## EXTRAIT DU TEXTE
---+---
En effet, l’employeur dispose d’un pouvoir de direction et de contrôle qu’il peut légitimement exercer pour assurer le bon fonctionnement de son entreprise.
S’il doit exercer ces prérogatives dans le respect de la personne du salarié, la limite de l’abus, et donc du harcèlement, est seulement atteinte lorsque l’employeur exerce ses pouvoirs de manière injustifiée, donc soit sans aucun fondement, soit de manière disproportionnée.
Or, il résulte des considérations qui précèdent que tel n’était pas le cas en l’espèce.
Il en appert, au contraire, que les différentes mesures prises par la société S1 tant au moment de la conclusion de l’avenant au contrat de travail en janvier 2013 qu’au moment de la réaffectation de A en mai 2013 et dans les jours qui l’ont suivie avaient pour seul et unique objectif d’assurer la fin rapide du chantier de l’immeuble de la société S1 et la transmission des clés passe-partout ainsi que du
code d’accès intranet au nouveau gestionnaire d’immeuble, impératifs sur lesquels A n’a pu se méprendre.
Il y a partant lieu de confirmer, bien que pour des motifs partiellement différents, le jugement entrepris du 9 janvier 2017 en ce qu’il est venu à la conclusion que A n’a pas établi un harcèlement moral dans le chef de son ancien employeur.
A conteste encore le caractère sérieux des motifs du licenciement, en faisant valoir que son travail n’a jamais fait l’objet de critiques de la part de l’employeur, que même une absence prolongée du salarié ne peut constituer une cause justifiée et d’une gravité suffisante pour mettre fin à un contrat de travail d’un salarié irréprochable pouvant justifier d’une ancienneté supérieure à seize années auprès du
même employeur, que son absence n’a pas constitué un manque particulier pour l’employeur alors qu’il a été engagé sans connaissances spécifiques en matière d’expertise technique dans le département « homologation ».
La société S1, au contraire, soutient que l’absence quasi-ininterrompue d’un salarié pendant plus de six mois cause une désorganisation évidente du service puisque les risques normaux inhérents à l’exploitation d’une entreprise sont largement dépassés, ce à plus forte raison que l’employeur avait reçu pas moins de neuf certificats médicaux, chacun d’une durée d’environ un mois, ne lui permettant plus de compter sur une présence et collaboration effectives du salarié dans l’entreprise.
---+---
Enregistrements extraits d'une collection:
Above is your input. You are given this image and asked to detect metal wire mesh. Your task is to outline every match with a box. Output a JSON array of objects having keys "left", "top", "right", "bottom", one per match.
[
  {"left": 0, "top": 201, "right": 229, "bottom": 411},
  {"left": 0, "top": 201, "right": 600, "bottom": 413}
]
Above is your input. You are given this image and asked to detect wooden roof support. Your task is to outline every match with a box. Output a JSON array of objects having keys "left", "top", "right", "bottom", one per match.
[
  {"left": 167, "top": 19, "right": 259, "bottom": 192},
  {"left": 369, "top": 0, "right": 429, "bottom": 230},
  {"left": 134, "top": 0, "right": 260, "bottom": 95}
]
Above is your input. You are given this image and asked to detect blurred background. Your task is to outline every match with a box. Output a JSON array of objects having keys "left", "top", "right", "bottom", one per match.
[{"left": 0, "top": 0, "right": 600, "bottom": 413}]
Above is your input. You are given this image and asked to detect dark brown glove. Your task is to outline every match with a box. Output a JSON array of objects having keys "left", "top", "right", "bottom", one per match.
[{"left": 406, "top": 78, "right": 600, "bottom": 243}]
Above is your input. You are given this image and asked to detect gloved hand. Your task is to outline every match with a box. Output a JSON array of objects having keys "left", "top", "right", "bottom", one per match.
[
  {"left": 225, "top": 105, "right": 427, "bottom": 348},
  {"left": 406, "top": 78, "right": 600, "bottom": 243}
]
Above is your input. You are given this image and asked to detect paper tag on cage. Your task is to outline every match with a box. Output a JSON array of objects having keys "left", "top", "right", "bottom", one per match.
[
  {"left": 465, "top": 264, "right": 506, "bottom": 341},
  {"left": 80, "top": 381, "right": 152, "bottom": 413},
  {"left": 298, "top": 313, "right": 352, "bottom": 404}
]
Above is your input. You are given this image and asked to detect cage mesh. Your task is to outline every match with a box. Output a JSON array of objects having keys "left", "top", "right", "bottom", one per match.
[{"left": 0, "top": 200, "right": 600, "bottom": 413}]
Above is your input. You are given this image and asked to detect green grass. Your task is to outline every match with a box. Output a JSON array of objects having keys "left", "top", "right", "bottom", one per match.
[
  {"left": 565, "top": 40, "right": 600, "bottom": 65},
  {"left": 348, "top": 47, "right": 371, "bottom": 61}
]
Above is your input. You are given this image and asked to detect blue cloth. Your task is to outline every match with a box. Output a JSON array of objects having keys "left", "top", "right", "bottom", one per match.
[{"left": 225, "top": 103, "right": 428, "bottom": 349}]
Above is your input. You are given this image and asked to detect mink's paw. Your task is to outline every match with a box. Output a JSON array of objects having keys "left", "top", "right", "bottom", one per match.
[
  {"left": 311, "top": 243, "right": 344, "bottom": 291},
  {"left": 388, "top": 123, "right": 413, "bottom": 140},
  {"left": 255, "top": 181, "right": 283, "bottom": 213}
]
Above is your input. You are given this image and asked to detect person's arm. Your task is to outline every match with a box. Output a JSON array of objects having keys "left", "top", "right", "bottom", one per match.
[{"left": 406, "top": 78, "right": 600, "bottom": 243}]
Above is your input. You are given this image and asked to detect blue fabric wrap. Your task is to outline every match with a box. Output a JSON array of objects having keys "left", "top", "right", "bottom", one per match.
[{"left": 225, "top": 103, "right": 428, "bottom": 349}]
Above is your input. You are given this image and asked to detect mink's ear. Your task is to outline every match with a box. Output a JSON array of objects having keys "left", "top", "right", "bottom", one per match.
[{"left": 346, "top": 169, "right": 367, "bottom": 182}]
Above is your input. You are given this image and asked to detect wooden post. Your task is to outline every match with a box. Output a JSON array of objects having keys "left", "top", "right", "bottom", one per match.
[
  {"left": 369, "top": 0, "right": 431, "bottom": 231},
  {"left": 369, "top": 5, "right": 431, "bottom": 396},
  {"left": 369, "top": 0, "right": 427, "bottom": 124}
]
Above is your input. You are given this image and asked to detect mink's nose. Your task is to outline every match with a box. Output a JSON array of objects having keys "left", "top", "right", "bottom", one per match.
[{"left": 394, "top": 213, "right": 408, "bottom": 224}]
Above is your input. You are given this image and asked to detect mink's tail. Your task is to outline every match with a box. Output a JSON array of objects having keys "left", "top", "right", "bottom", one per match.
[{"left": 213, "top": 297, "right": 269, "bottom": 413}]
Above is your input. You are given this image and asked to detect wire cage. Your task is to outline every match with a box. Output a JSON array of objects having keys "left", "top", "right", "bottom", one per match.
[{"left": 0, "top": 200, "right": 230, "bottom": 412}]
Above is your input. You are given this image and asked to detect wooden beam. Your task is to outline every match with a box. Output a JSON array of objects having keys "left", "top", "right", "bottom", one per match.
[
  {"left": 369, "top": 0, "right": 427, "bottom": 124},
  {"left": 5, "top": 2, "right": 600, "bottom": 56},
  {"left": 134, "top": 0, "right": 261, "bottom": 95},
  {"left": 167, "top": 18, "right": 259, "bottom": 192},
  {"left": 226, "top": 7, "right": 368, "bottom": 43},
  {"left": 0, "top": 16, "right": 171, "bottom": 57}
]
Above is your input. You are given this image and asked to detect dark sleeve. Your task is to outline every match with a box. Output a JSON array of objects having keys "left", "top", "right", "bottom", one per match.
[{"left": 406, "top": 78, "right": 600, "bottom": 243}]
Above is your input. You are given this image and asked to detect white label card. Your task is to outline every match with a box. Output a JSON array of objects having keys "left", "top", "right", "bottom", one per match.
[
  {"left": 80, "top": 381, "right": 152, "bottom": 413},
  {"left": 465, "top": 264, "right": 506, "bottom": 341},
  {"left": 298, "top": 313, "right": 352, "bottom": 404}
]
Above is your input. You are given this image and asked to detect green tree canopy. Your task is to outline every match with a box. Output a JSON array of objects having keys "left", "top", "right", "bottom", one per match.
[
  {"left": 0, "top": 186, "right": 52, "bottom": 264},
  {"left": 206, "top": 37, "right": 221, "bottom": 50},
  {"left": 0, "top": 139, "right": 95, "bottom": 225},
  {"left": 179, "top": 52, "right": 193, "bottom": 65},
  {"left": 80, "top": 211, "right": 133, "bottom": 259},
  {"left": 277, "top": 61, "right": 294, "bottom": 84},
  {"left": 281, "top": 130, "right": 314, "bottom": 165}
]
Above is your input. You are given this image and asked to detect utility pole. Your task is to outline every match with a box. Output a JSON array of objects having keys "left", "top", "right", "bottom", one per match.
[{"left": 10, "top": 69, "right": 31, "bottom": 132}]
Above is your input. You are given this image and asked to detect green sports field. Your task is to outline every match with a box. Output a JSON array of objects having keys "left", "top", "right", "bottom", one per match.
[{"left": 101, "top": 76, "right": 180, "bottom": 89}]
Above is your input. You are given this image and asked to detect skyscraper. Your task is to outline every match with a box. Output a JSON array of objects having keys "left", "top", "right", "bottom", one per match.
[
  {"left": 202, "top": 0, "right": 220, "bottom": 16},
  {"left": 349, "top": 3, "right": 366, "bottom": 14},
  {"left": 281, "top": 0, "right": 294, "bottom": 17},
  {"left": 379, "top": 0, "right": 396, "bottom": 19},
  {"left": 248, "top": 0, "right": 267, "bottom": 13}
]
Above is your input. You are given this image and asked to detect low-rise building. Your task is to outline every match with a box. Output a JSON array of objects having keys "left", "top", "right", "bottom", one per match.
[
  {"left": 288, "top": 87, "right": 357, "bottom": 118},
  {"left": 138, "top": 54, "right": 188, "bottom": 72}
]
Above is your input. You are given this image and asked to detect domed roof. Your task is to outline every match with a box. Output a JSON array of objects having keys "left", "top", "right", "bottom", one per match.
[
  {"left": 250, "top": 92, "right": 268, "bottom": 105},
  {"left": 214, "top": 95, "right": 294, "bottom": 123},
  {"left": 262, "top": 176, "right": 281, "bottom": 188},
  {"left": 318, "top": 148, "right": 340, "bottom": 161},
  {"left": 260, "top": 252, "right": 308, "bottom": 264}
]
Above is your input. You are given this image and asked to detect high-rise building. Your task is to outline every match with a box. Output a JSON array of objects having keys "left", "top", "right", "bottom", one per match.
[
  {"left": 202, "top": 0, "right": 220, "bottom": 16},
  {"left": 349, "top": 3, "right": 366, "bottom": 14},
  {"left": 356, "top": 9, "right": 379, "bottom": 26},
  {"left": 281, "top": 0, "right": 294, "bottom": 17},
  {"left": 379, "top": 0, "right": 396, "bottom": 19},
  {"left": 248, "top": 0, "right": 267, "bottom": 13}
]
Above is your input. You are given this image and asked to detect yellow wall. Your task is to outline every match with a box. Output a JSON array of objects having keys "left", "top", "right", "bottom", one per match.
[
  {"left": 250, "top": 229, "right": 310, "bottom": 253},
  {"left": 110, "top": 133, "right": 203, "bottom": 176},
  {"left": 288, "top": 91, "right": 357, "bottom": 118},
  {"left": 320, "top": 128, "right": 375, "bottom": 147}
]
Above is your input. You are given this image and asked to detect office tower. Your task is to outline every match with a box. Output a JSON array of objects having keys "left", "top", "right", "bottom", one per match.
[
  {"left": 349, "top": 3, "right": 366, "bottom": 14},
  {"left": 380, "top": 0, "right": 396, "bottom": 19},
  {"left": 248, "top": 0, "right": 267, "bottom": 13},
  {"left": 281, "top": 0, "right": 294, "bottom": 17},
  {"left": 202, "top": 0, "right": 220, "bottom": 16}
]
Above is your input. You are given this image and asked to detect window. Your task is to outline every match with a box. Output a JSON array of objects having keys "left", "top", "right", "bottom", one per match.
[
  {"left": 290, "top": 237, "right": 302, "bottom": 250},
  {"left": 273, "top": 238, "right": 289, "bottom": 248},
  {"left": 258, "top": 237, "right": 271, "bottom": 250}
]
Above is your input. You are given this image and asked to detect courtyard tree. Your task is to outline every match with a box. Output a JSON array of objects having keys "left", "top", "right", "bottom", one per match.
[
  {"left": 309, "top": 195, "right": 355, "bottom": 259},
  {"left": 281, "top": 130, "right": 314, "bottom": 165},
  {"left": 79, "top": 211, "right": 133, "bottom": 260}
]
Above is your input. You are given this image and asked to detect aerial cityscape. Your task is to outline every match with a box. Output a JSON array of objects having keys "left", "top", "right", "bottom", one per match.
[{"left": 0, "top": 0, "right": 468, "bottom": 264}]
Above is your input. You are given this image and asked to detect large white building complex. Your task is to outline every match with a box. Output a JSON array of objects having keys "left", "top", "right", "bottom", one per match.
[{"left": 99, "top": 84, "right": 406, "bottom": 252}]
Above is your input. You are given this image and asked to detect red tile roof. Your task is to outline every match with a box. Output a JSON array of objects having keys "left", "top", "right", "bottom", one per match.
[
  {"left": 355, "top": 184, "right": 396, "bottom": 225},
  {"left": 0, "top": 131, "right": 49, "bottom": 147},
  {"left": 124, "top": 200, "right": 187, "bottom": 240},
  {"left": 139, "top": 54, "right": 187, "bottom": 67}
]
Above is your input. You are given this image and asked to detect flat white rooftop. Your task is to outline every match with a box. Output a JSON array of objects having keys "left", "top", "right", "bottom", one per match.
---+---
## TÂCHE À RÉALISER 1
Énumérez les arguments que A avance dans l'extrait du texte pour contester le caractère sérieux des motifs de son licenciement.
## TÂCHE À RÉALISER 2
Répondez aux questions suivantes d'après l'extrait du texte.
(a) Quelle est la date du jugement entrepris ?
(b) À quel moment l'avenant au contrat de travail a-t-il été conclu ?
(c) Combien de certificats médicaux l'employeur avait-il reçus, selon la société S1 ?
## TÂCHE À RÉALISER 3
Reprenez l'extrait du texte, consacré au licenciement de A, à partir de sa dernière phrase et poursuivez-le.

## RÉPONSE PROPOSÉE 1
- Son travail n'a jamais fait l'objet de critiques de la part de l'employeur.
- Même une absence prolongée ne peut constituer une cause justifiée et d'une gravité suffisante pour mettre fin au contrat de travail d'un salarié irréprochable ayant plus de seize années d'ancienneté auprès du même employeur.
- Son absence n'a pas constitué un manque particulier pour l'employeur, puisqu'il a été engagé sans connaissances spécifiques en matière d'expertise technique dans le département « homologation ».

## RÉPONSE PROPOSÉE 2
(a) Le 9 janvier 2017.
(b) En janvier 2013.
(c) Neuf, chacun d'une durée d'environ un mois.

## RÉPONSE PROPOSÉE 3
Elle explique que le changement d’affectation avait été préparé suffisamment à l’avance en janvier 2013, de manière à permettre à A, d’une part, d’assurer sa transition dans le département de la gestion d’immeubles et, d’autre part, d’intégrer le service « homologation » pour y remplacer D, expert technique, dont le départ en retraite avait été prévu pour le mois de septembre 2013. Il s’y ajouterait qu’elle
aurait dû faire face à l’absence de deux autres salariés, ce qui aurait engendré la prestation de nombreuses heures supplémentaires et le refus de congés pour deux salariés du service.
La société S1 se réfère finalement aux impératifs du système d’accréditation qu’elle doit respecter en tant qu’organisme certificateur et à la nécessité de disposer à cet effet d’une organisation spécifique, gage de confiance dans les certifications qu’elle réalise.
A l’instar des premiers juges, la Cour constate que les absences de A pour cause de maladie pendant 26 semaines étaient d’une importance telle qu’elles font présumer une perturbation sérieuse du département « homologation » que A était censé intégrer dès la fin de sa formation en tant qu’expert technique.
Compte tenu de l’état de santé déficient de A l’empêchant de commencer la formation d’expert technique, la société S1 ne pouvait pas non plus compter pouvoir l’affecter au remplacement d’un collègue allant en retraite en septembre 2013, ce d’autant plus que l’employeur ne disposait d’aucun élément lui permettant d’évaluer la durée prévisible de l’absence de A et les perspectives d’une
collaboration ultérieure.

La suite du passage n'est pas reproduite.